*DATA TO USE*:

==============================

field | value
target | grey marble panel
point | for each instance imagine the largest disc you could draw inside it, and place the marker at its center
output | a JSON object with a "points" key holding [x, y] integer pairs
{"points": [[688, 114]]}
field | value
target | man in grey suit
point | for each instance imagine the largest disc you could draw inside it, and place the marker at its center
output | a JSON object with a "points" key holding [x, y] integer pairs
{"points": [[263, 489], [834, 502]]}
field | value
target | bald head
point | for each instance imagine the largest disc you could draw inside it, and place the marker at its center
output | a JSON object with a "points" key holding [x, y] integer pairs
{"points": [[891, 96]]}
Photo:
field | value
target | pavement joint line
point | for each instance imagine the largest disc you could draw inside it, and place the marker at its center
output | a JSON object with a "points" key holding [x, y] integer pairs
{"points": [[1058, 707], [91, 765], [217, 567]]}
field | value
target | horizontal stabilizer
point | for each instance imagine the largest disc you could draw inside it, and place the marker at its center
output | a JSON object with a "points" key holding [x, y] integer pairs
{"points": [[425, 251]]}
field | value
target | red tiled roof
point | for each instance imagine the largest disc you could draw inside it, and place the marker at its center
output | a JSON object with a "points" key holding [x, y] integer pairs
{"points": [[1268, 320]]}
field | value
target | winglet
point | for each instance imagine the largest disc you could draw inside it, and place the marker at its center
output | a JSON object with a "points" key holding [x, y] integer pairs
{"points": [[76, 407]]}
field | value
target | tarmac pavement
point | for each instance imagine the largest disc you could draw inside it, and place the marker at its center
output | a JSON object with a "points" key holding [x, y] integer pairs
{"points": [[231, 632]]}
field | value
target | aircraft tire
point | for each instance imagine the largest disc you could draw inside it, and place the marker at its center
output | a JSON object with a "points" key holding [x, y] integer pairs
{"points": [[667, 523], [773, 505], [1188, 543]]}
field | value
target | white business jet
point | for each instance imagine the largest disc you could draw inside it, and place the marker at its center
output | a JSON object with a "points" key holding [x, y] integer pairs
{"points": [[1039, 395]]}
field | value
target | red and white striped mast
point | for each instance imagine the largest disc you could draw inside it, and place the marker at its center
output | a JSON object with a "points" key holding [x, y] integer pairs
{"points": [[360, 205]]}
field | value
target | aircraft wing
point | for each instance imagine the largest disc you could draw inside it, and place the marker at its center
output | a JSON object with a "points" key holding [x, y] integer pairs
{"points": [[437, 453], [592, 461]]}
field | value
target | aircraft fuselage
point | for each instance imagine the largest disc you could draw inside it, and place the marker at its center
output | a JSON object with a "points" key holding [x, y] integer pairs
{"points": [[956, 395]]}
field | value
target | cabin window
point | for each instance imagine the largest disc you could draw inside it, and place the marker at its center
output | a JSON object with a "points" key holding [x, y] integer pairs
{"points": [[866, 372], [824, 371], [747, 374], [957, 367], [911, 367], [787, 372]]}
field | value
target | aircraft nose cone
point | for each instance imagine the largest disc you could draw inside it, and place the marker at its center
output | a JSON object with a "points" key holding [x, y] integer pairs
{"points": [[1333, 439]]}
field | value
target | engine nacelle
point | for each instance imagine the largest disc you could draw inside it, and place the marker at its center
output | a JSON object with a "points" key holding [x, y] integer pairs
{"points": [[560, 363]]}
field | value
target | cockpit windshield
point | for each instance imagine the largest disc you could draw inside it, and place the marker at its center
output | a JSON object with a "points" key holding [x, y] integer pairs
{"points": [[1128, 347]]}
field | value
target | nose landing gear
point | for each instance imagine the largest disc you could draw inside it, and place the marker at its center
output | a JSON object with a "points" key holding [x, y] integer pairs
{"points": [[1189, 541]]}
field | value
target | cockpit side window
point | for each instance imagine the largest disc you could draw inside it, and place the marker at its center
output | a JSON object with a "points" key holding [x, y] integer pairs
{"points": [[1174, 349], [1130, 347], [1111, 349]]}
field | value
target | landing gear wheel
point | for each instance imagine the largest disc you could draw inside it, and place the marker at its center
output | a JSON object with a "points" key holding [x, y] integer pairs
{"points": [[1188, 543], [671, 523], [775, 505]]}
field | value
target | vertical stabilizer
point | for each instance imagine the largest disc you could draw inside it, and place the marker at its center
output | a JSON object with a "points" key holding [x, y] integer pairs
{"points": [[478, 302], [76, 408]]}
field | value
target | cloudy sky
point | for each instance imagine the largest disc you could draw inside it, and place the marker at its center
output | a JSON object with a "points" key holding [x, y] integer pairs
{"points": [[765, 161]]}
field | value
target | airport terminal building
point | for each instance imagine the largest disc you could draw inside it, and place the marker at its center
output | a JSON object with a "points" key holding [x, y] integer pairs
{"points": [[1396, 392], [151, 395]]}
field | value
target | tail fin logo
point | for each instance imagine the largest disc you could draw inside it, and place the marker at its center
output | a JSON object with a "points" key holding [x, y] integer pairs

==============================

*WHAT IS REQUIRED*:
Reproduce the material verbatim, line by line.

*RESPONSE FOR THIS EXERCISE*:
field | value
target | grey marble panel
point | for each instance imagine the largest disc you could draw inside it, and place the marker at its center
output | a JSON object with a "points" key holding [x, y] integer pairs
{"points": [[688, 114]]}
field | value
target | man in grey suit
point | for each instance imagine the largest disc you could draw inside it, and place the marker at its center
output | a JSON object with a "points" key holding [x, y] integer pairs
{"points": [[263, 489], [834, 502]]}
field | value
target | bald head
point | for each instance imagine the largest disc you could draw inside it, and place the marker at its center
output | a JSON object with a "points" key holding [x, y] integer pairs
{"points": [[891, 96]]}
Photo:
field | value
target | pavement joint line
point | for each instance imagine the largest disc you could draw inside it, and place the marker at its center
output | a JSON object with a "points" key holding [x, y] integer pairs
{"points": [[1058, 707], [91, 765], [217, 567]]}
field | value
target | horizontal stabilizer
point | for each instance imagine the largest disc you could draw inside it, and place the marker at its center
output | a JSON object with a "points" key holding [x, y] integer pairs
{"points": [[425, 251]]}
field | value
target | red tiled roof
point | for each instance imagine the largest disc you could draw inside it, and place the marker at its center
output | a JSON object with a "points" key holding [x, y] integer pairs
{"points": [[1268, 320]]}
field | value
target | winglet
point | for each instance imagine the largest disc you could draw inside it, and place the marker at its center
output | a JSON object with a "points" key holding [x, y] integer pairs
{"points": [[76, 407]]}
field | value
target | tarmac pavement
point | for each instance imagine the largest disc you could draw inside it, and place the marker at its center
output | a JSON object with a "points" key holding [x, y] integer pairs
{"points": [[231, 632]]}
field | value
target | aircraft tire
point | for each instance imagine the largest disc you could draw inside it, and place the marker at its center
output | a JSON object with a "points" key holding [x, y] integer pairs
{"points": [[667, 523], [773, 505], [1188, 543]]}
field | value
target | white business jet
point | for each instance imagine the largest disc you could draw inside it, and place the marker at its center
output | a JSON object with a "points" key holding [x, y] integer pairs
{"points": [[1039, 395]]}
field | value
target | red and white striped mast
point | for each instance imagine the largest disc you could draw inside it, and place the marker at its center
output | a JSON object with a "points" key holding [x, y] integer pairs
{"points": [[360, 205]]}
field | value
target | aircraft wing
point | for each instance imagine the largest disc you could draw inside it, and place the marker at its center
output | a JSON object with a "points" key holding [x, y] integer pairs
{"points": [[437, 453], [592, 461]]}
field | value
target | aircraft fuselage
point | for each instance imagine the largest disc you could draw inside it, and place the marker at its center
output | a JSON object with a "points" key holding [x, y] integer pairs
{"points": [[956, 395]]}
field | value
target | cabin window
point | for each instance imagine the largest disc you could draw inside it, and place the marker at its center
output | a JSON object with a "points" key holding [x, y] integer pairs
{"points": [[866, 372], [824, 371], [747, 374], [957, 367], [911, 367], [787, 372]]}
field | value
target | aircraft nose cone
point | for each instance imagine the largest disc you could draw inside it, and place the marker at its center
output | a JSON object with a "points" key holding [x, y] integer pairs
{"points": [[1333, 439]]}
field | value
target | engine nacelle
point | for each instance imagine the largest disc you could draw inside it, and place the marker at its center
output | a JSON object with a "points" key holding [x, y] integer pairs
{"points": [[560, 363]]}
field | value
target | cockpit windshield
point | for each instance imagine the largest disc you could draw inside it, and place the marker at its center
output | a JSON object with a "points" key holding [x, y] integer pairs
{"points": [[1128, 347]]}
field | value
target | nose landing gear
point | for each instance imagine the largest disc you could draw inside it, and place the marker at its center
output | a JSON object with a "points" key holding [x, y] integer pairs
{"points": [[1189, 541]]}
field | value
target | cockpit side window
point | for each instance imagine the largest disc you could draw inside it, and place the marker at its center
output | a JSON object with a "points" key holding [x, y] integer pairs
{"points": [[1174, 349], [1130, 347], [1111, 349]]}
field | value
target | landing gear wheel
point | for each instance imagine the largest disc you could draw inside it, and place the marker at its center
output | a JSON object with a "points" key holding [x, y] integer pairs
{"points": [[1188, 543], [671, 523], [775, 505]]}
field | value
target | vertical stabilizer
point | for each instance imagine the largest disc you could draw inside it, and place the marker at its center
output | a JSON object with a "points" key holding [x, y] integer pairs
{"points": [[478, 302], [76, 408]]}
field | value
target | cloudy sky
point | for each instance imagine the largest disc you could draw inside it, and place the marker at its center
output | a JSON object with a "points" key holding [x, y] integer pairs
{"points": [[765, 161]]}
field | value
target | airport terminal building
point | for each instance imagine the largest disc you could draw inside it, and place the marker at its center
output | a JSON object with a "points" key holding [x, y] integer pairs
{"points": [[1396, 392], [151, 395]]}
field | value
target | tail fin logo
point | for each instance imagine the largest disc you could draw inside it, and place the marker at its center
output | a JSON object with a "points" key holding [x, y] integer pairs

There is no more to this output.